Please gather every line below that contains the string "taillight" and copy each one in full.
[START OF Task input]
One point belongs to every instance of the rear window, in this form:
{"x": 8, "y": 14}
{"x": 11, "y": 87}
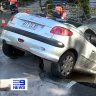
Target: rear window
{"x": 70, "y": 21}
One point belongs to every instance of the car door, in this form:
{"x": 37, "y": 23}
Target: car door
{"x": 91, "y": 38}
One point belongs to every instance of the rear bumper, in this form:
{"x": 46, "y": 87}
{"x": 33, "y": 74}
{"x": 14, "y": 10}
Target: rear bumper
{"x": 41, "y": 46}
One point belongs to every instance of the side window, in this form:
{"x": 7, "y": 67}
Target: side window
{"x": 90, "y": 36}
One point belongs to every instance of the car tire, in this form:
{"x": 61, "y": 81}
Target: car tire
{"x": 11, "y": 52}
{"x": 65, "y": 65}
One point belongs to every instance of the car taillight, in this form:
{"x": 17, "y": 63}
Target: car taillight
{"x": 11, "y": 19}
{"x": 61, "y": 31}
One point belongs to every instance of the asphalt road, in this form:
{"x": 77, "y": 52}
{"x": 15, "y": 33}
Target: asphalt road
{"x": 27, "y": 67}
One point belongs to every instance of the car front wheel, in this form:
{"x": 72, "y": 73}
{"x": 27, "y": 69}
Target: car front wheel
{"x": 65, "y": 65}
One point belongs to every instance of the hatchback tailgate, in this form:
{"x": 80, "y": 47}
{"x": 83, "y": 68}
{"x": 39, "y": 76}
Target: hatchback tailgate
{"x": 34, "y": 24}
[END OF Task input]
[START OF Task input]
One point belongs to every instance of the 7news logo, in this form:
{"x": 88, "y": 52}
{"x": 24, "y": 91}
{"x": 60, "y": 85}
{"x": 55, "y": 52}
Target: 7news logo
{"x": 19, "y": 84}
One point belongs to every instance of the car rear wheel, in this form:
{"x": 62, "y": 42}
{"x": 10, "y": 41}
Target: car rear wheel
[END OF Task input]
[START OF Task input]
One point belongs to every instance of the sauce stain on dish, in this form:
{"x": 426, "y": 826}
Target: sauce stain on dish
[END OF Task input]
[Answer below]:
One point belongs to every instance of the car taillight, in this form:
Target: car taillight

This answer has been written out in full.